TASK DESCRIPTION: Change every occurrence of "keypoint" in the listing below to "marker", and reproduce all other lines of the listing unaltered.

>> START RECORDS FOR THE TASK

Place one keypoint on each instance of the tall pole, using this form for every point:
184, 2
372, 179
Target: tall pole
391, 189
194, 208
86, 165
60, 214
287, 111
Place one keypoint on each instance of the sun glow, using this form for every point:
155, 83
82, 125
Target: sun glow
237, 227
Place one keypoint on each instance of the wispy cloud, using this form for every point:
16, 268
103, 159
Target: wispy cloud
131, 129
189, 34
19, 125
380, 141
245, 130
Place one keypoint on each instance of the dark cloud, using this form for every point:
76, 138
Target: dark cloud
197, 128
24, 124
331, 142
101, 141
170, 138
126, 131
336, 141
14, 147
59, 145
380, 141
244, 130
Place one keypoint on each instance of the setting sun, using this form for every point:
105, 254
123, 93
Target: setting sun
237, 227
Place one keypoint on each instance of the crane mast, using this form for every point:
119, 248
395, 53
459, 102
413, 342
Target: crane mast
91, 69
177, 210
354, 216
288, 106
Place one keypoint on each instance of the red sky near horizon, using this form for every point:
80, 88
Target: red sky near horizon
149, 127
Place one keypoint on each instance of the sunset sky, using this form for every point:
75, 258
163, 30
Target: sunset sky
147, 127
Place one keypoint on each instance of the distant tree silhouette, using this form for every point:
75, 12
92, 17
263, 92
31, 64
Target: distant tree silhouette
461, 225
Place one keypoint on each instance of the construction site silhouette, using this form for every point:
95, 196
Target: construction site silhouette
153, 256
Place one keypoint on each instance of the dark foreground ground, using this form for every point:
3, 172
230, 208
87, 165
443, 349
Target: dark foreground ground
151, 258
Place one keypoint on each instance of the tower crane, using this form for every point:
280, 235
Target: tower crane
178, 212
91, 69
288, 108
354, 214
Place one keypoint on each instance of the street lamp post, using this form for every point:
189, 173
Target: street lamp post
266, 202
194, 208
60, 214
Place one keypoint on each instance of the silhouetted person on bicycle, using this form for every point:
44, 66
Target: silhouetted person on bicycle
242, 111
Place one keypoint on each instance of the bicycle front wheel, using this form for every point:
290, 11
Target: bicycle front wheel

>> END RECORDS FOR THE TASK

EXERCISE OUTPUT:
Place one marker on each instance of the tall pole, using this form for every point:
184, 2
372, 179
Target: tall pole
391, 189
194, 208
86, 165
60, 214
287, 111
Place one marker on each instance of the sun glow, using this form for every point:
155, 83
82, 125
Target: sun glow
237, 227
Place one marker on each instance of the wispy cloud, using this form for every point:
16, 268
103, 159
Target: wispy cloud
131, 129
189, 34
19, 125
380, 141
245, 130
Place one marker on each instance of the dark cloud, using this form for every point:
76, 138
Target: dark cloud
197, 128
24, 124
331, 142
101, 141
170, 138
126, 131
336, 141
14, 147
59, 145
380, 141
244, 130
Place one marker on each instance of the setting sun, using this form for every point:
105, 254
123, 93
Target: setting sun
237, 227
Place one marker on each instance of the crane mast, using this form for every point:
119, 248
395, 53
459, 102
413, 342
Target: crane mast
91, 69
177, 210
354, 216
288, 106
Place one marker on each instance of the red sky near horizon, using this form for every point:
80, 88
Target: red sky near horizon
149, 127
Place one marker on each instance of the sunset sky, using this form for every point:
75, 258
163, 30
Target: sunset sky
147, 127
Place one marker on each instance of the distant tree silhouette, using this form for every point:
75, 12
92, 17
263, 92
31, 64
Target: distant tree silhouette
461, 225
Place one marker on each instance of the construction site silhouette, using this form for every point:
95, 196
Target: construction site silhouette
153, 256
Place one marker on each instance of the dark foreground ground, using this form for every point:
3, 172
230, 208
87, 165
443, 349
Target: dark foreground ground
151, 258
Place one marker on each instance of the tower crane, using this form for every point:
280, 235
Target: tower crane
178, 212
91, 69
288, 108
354, 214
Place one marker on each instance of the street lamp post, using this form for every point:
189, 173
Target: street lamp post
266, 202
194, 208
60, 214
Place one marker on each instance of the silhouetted person on bicycle, using this form for every point:
44, 66
Target: silhouetted person on bicycle
242, 111
Place one marker on each instance of the bicycle front wheel, using this form for every point:
290, 11
Target: bicycle front wheel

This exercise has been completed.